---------- 原文

POJ - 1006 中国剩余定理

题意:给出3个起始循环点不同的循环周期(23,28,33),求三者同余的数
\(X \equiv P \pmod {23}\)
\(X \equiv E \pmod {28}\)
\(X \equiv I \pmod {33}\)
答案是\((X-D+MOD) \mod MOD\)
测试模板的一道题
ps.暴力可能更快hhh

#include<iostream>
#include<algorithm>
#include<cstdio>
#include<cstring>
#include<cstdlib>
#include<cmath>
#include<string>
#include<vector>
#include<stack>
#include<queue>
#include<set>
#include<map>
#define rep(i,j,k) for(register int i=j;i<=k;i++)
#define rrep(i,j,k) for(register int i=j;i>=k;i--)
#define erep(i,u) for(register int i=head[u];~i;i=nxt[i])
#define iin(a) scanf("%d",&a)
#define lin(a) scanf("%lld",&a)
#define din(a) scanf("%lf",&a)
#define s0(a) scanf("%s",a)
#define s1(a) scanf("%s",a+1)
#define print(a) printf("%lld",(ll)a)
#define enter putchar('\n')
#define blank putchar(' ')
#define println(a) printf("%lld\n",(ll)a)
#define IOS ios::sync_with_stdio(0)
using namespace std;
const int maxn = 1e6+11;
const int oo = 0x3f3f3f3f;
const double eps = 1e-7;
typedef long long ll;
ll read(){
    ll x=0,f=1;register char ch=getchar();
    while(ch<'0'||ch>'9'){if(ch=='-')f=-1;ch=getchar();}
    while(ch>='0'&&ch<='9'){x=x*10+ch-'0';ch=getchar();}
    return x*f;
}
ll a[66],mod[66];
ll exgcd(ll a,ll b,ll &x,ll &y){
	if(b==0){
		x=1;y=0;
		return a;
	}else{
		ll gcd=exgcd(b,a%b,x,y);
		ll tmp=x;
		x=y;y=tmp-a/b*x;
		return gcd; 
	}
}
ll inv(ll n,ll m){
	ll x,y;
	exgcd(n,m,x,y);
	return (x%m+m)%m;
}
ll CRT(ll a[],ll mod[],ll n){
	ll ans=0,MOD=1;
	rep(i,1,n) MOD*=mod[i];
	rep(i,1,n){
		ll Mi=MOD/mod[i];
		ans=(ans+a[i]*Mi*inv(Mi,mod[i]))%MOD;
	}
	if(ans<0) ans+=MOD;
	return ans;
	
}
int main(){
	int kase=0;
	ll P,E,I,D;	
	while(cin>>P>>E>>I>>D){
		if(P==-1&&E==-1&&I==-1&&D==-1)break;
		mod[1]=23;mod[2]=28;mod[3]=33;
		a[1]=P;a[2]=E;a[3]=I;
		ll ans=CRT(a,mod,3);
		if(ans-D<=0) ans+=21252;
		printf("Case %d: the next triple peak occurs in %lld days.\n",++kase,ans-D);
	}
	return 0;
}

--------------------

• 任务说明:
1) 改写这篇题解中从“#define rrep(i,j,k) for(register”到“#define enter putchar('\n')”的部分，并把其中的“scanf”换成“sscanf”。
2) 把这篇题解中以“题意：给出3个”开头的那一段改写成简短的列表，保留其主要内容。
作答时只能依据这篇题解。

---------- 所附资料

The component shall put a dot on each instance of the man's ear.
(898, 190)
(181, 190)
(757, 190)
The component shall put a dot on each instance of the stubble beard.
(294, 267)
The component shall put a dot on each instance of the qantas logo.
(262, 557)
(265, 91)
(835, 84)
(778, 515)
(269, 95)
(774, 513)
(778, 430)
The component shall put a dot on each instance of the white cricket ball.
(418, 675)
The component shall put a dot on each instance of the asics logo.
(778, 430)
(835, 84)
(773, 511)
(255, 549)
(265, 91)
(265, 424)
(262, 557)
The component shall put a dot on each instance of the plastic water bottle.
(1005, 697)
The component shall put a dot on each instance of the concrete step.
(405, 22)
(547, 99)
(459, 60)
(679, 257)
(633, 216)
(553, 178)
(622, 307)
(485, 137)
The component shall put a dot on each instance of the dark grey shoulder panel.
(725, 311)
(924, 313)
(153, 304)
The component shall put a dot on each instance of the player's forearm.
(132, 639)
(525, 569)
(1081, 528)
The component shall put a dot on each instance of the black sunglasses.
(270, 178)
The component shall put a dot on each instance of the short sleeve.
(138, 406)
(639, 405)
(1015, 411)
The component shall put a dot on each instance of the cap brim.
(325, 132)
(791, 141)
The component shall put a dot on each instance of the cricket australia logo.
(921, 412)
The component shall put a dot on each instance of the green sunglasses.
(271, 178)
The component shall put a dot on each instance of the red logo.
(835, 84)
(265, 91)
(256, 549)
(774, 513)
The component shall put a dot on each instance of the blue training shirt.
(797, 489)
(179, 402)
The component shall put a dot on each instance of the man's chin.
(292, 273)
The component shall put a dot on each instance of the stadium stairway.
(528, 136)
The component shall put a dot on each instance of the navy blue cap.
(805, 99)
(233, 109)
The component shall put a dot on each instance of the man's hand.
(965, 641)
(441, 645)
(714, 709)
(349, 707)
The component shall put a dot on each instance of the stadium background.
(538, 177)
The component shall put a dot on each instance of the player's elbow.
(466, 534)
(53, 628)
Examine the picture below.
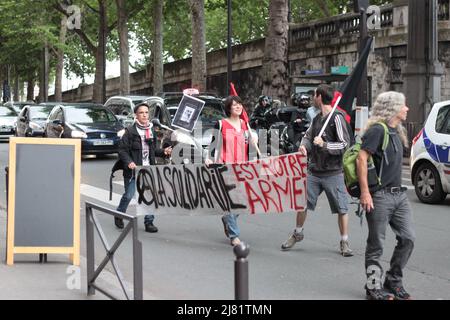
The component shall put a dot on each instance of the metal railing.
(92, 272)
(348, 24)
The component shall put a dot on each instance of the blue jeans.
(130, 189)
(230, 224)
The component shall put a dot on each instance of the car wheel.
(427, 184)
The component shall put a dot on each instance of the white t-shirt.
(145, 146)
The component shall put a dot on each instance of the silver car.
(8, 119)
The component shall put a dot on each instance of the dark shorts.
(334, 187)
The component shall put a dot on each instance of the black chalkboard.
(44, 196)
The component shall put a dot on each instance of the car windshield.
(211, 112)
(89, 115)
(6, 112)
(136, 102)
(40, 113)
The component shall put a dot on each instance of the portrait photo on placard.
(187, 113)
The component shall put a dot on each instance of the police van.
(430, 156)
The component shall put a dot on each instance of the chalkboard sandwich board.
(44, 197)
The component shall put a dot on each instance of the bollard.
(241, 252)
(7, 182)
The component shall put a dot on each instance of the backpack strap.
(383, 148)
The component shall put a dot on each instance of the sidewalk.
(28, 279)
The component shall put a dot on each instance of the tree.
(124, 50)
(275, 61)
(198, 77)
(158, 63)
(60, 59)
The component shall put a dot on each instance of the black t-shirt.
(372, 142)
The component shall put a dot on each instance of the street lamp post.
(229, 52)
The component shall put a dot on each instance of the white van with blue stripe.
(430, 156)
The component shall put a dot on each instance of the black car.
(32, 120)
(96, 126)
(8, 118)
(18, 106)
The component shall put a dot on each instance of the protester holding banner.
(325, 171)
(230, 144)
(389, 204)
(138, 148)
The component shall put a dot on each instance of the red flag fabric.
(244, 115)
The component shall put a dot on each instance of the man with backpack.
(388, 202)
(138, 147)
(325, 171)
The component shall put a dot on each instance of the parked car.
(8, 118)
(123, 106)
(18, 106)
(96, 126)
(430, 156)
(32, 120)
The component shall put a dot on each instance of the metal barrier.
(241, 252)
(92, 273)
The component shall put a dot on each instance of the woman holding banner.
(230, 144)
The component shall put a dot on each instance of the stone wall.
(314, 45)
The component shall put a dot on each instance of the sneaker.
(345, 249)
(398, 292)
(235, 241)
(118, 222)
(149, 227)
(293, 239)
(225, 229)
(378, 294)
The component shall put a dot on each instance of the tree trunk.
(99, 94)
(16, 86)
(158, 65)
(198, 44)
(44, 76)
(124, 49)
(30, 88)
(60, 60)
(275, 61)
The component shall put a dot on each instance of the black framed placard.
(44, 197)
(187, 113)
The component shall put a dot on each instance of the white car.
(430, 156)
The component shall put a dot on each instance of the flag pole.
(329, 116)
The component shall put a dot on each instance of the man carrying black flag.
(324, 146)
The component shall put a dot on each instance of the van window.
(443, 120)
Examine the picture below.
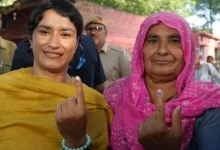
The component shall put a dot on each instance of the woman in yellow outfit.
(42, 105)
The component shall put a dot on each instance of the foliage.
(146, 7)
(209, 10)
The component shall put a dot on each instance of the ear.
(31, 43)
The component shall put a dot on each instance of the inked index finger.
(80, 93)
(160, 106)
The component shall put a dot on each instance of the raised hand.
(71, 118)
(154, 134)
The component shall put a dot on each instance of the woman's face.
(54, 42)
(163, 54)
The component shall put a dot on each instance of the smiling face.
(163, 54)
(54, 42)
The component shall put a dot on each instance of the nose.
(163, 48)
(54, 41)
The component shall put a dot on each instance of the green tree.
(146, 7)
(209, 10)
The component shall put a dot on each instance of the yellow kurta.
(27, 112)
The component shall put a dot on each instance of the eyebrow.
(49, 28)
(170, 36)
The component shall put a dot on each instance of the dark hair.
(208, 57)
(62, 7)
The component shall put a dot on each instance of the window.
(4, 23)
(202, 52)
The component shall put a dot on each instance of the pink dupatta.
(130, 99)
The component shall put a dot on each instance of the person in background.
(86, 62)
(206, 72)
(7, 49)
(115, 61)
(210, 59)
(42, 107)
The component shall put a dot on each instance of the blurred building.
(122, 26)
(208, 44)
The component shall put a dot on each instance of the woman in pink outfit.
(161, 106)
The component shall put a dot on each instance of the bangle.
(87, 146)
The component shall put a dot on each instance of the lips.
(162, 61)
(53, 55)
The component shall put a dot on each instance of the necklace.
(171, 97)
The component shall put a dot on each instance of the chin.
(54, 68)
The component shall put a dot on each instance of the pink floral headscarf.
(130, 100)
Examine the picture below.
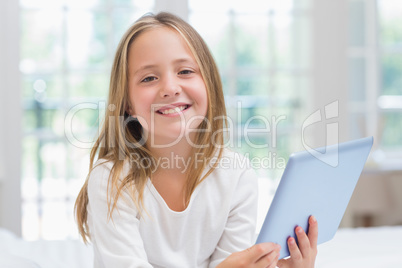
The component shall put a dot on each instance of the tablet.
(318, 183)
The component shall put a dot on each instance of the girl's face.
(166, 90)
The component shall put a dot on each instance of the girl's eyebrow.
(177, 61)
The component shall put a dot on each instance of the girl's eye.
(186, 72)
(149, 79)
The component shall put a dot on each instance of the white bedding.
(378, 247)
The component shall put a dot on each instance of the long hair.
(121, 136)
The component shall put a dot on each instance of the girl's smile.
(174, 109)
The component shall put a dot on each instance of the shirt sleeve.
(117, 241)
(239, 232)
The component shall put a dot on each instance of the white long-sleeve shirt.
(219, 220)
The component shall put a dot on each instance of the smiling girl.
(166, 99)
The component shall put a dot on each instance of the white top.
(219, 220)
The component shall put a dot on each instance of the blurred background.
(279, 60)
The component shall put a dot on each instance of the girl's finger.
(256, 252)
(294, 251)
(268, 261)
(304, 242)
(313, 231)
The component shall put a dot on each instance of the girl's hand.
(304, 255)
(264, 255)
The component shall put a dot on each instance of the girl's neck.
(178, 151)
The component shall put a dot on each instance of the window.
(263, 55)
(375, 67)
(66, 52)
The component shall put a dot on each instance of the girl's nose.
(170, 88)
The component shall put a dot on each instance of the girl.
(164, 192)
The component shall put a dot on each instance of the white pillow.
(12, 261)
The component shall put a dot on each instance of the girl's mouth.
(173, 110)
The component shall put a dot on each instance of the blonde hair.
(121, 138)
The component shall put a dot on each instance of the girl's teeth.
(175, 110)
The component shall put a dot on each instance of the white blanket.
(378, 247)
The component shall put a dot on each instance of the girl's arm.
(117, 242)
(239, 232)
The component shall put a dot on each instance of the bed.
(377, 247)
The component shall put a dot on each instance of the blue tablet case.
(311, 186)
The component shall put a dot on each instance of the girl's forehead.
(158, 33)
(159, 42)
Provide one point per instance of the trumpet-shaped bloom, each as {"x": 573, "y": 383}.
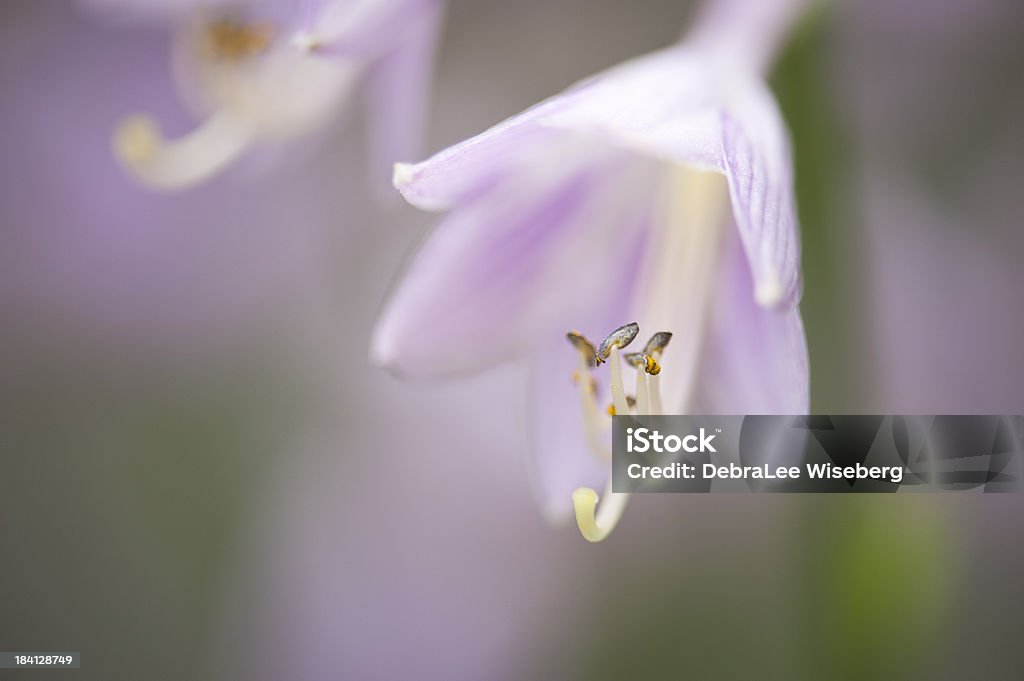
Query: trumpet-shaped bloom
{"x": 264, "y": 72}
{"x": 660, "y": 193}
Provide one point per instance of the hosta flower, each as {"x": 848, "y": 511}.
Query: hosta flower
{"x": 656, "y": 198}
{"x": 263, "y": 72}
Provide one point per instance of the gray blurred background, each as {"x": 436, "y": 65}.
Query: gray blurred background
{"x": 203, "y": 478}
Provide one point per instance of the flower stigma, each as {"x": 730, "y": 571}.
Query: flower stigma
{"x": 597, "y": 522}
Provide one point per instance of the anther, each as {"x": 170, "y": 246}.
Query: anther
{"x": 584, "y": 346}
{"x": 656, "y": 343}
{"x": 645, "y": 362}
{"x": 619, "y": 338}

--------------------

• 逐题解答:
1)
#define rrep(i,j,k) for(register int i=j;i>=k;i--)
#define erep(i,u) for(register int i=head[u];~i;i=nxt[i])
#define iin(a) sscanf("%d",&a)
#define lin(a) sscanf("%lld",&a)
#define din(a) sscanf("%lf",&a)
#define s0(a) sscanf("%s",a)
#define s1(a) sscanf("%s",a+1)
#define print(a) printf("%lld",(ll)a)
#define enter putchar('\n')

2)
- 题意：给出23、28、33三个循环周期，它们的起始循环点各不相同，要求找出三者同余的数。
- 同余条件：X ≡ P (mod 23)，X ≡ E (mod 28)，X ≡ I (mod 33)。
- 答案为 (X−D+MOD) mod MOD。
- 这道题用来测试模板。
- 暴力解法可能更快。